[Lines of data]
────────────────────
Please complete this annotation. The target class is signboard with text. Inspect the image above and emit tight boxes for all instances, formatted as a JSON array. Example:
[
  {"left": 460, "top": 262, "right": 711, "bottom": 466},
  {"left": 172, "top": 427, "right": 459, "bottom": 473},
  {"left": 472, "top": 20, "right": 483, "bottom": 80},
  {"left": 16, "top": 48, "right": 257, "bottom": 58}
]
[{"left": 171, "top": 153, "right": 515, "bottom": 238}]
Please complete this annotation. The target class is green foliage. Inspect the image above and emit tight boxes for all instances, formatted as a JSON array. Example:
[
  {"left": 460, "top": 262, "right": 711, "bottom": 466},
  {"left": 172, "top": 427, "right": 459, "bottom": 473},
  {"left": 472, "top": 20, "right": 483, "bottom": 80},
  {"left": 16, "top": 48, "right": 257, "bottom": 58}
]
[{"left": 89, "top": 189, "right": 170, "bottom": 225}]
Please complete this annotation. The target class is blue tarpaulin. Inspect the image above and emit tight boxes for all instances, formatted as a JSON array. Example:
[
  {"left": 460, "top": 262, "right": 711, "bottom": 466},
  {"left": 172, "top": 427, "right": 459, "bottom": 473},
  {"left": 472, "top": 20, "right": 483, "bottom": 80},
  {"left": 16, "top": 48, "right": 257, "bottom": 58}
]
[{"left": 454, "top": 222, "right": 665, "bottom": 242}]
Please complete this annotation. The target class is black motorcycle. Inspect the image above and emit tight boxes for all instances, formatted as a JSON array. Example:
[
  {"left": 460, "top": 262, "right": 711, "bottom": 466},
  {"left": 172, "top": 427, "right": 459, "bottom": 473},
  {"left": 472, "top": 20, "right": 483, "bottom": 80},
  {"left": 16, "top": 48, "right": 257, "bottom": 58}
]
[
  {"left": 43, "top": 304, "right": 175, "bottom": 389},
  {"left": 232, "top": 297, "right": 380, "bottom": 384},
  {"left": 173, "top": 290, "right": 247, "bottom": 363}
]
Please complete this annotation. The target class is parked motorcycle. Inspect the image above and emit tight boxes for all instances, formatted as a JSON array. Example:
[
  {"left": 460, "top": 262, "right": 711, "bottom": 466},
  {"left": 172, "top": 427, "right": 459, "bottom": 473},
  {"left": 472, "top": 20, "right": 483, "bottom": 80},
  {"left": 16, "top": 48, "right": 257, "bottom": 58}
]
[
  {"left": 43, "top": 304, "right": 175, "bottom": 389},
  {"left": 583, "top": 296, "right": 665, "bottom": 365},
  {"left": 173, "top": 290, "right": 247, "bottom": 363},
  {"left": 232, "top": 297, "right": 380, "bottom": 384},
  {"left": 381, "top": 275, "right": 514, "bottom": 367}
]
────────────────────
What to produce: Tally the lines in the records that contain the string "black", with case counting. Reply with the number alone.

Solution: 1